#### [What you should do]
Pull out each line of the records holding the string "Locate".

##### Listed records #####

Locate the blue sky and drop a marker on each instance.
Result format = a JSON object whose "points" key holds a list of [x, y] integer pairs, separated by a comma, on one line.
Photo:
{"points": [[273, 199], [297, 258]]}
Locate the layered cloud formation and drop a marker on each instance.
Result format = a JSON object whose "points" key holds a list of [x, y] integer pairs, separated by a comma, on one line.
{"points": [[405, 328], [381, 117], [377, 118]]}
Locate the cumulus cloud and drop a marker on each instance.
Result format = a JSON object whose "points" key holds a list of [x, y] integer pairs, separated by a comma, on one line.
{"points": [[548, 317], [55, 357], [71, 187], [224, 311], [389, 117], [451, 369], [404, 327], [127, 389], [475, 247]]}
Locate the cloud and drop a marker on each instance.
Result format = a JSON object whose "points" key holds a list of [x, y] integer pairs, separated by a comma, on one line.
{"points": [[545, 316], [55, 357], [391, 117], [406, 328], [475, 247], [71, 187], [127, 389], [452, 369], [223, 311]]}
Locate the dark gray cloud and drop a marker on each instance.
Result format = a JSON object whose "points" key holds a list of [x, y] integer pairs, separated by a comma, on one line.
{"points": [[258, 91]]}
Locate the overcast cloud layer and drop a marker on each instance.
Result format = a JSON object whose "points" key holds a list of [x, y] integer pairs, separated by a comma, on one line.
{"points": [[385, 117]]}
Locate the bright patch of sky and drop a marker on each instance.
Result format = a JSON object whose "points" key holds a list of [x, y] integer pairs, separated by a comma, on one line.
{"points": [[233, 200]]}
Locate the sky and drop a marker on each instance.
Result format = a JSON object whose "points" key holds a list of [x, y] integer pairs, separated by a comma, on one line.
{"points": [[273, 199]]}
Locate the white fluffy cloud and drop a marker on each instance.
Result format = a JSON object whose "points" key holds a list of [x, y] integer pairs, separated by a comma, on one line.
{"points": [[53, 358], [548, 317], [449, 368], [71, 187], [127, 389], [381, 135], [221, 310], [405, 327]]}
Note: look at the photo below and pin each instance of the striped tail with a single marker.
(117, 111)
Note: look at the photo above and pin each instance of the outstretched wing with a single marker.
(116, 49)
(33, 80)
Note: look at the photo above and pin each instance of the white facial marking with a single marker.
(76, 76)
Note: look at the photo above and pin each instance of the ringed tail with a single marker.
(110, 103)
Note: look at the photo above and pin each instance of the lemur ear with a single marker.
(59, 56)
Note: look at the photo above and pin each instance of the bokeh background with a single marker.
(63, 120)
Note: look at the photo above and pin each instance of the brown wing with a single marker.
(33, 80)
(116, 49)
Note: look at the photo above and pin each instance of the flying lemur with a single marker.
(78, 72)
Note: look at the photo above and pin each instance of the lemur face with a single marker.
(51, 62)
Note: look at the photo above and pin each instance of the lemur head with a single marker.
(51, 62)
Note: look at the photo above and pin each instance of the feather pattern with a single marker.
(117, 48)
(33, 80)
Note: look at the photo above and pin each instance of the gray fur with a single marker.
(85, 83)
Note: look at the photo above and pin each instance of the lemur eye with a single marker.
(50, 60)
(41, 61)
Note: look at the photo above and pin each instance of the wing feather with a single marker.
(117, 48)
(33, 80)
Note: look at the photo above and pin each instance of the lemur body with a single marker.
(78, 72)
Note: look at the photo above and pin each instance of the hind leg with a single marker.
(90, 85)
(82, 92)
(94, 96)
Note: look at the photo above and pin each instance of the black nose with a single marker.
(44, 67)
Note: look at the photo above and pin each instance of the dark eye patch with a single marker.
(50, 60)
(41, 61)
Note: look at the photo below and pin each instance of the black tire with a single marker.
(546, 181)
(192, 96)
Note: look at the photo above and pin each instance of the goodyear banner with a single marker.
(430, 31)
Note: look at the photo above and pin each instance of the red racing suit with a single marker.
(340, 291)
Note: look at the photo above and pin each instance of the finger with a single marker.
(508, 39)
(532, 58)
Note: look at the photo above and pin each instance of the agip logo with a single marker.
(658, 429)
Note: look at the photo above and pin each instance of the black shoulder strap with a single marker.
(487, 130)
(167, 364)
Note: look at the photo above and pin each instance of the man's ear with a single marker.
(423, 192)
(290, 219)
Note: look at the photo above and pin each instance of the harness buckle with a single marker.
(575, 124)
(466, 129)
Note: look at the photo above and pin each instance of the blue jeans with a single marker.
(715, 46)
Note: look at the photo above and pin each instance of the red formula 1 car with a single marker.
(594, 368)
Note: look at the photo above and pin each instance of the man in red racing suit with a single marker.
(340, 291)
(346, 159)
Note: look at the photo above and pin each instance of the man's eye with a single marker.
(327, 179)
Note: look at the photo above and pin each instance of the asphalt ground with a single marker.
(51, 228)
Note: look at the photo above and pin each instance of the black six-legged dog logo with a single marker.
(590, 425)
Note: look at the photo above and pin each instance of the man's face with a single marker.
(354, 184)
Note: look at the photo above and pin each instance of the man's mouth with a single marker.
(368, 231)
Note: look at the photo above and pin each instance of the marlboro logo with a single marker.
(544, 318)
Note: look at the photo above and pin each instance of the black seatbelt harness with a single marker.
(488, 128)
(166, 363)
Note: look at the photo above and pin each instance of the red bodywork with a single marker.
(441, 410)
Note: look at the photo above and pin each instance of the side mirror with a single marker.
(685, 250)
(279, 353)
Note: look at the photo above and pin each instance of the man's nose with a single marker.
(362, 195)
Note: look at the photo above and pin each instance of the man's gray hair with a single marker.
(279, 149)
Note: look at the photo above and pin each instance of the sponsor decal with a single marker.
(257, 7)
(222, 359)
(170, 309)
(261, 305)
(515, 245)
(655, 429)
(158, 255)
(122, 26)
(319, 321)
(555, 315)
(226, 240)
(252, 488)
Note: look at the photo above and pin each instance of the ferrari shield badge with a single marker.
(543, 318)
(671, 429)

#####
##### Listed records #####

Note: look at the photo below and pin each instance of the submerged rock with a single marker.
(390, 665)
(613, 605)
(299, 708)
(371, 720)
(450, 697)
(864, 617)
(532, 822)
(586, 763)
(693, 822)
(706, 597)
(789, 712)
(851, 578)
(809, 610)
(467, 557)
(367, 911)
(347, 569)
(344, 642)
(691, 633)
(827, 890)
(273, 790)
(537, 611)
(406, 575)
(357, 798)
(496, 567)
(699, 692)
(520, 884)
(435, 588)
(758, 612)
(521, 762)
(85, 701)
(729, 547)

#####

#### [Answer box]
Locate the blue sky and drop a marker on each instance.
Locate the layered cloud formation and drop a marker on each instance.
Locate the cumulus cloud and drop a marker on each instance.
Locate the cloud and drop a marker on each instance.
Locate the dark gray cloud and drop a marker on each instance.
Locate the overcast cloud layer and drop a marker on each instance.
Locate the bright patch of sky and drop a marker on each instance.
Locate the sky and drop a marker on each instance.
Locate the white fluffy cloud and drop a marker on each instance.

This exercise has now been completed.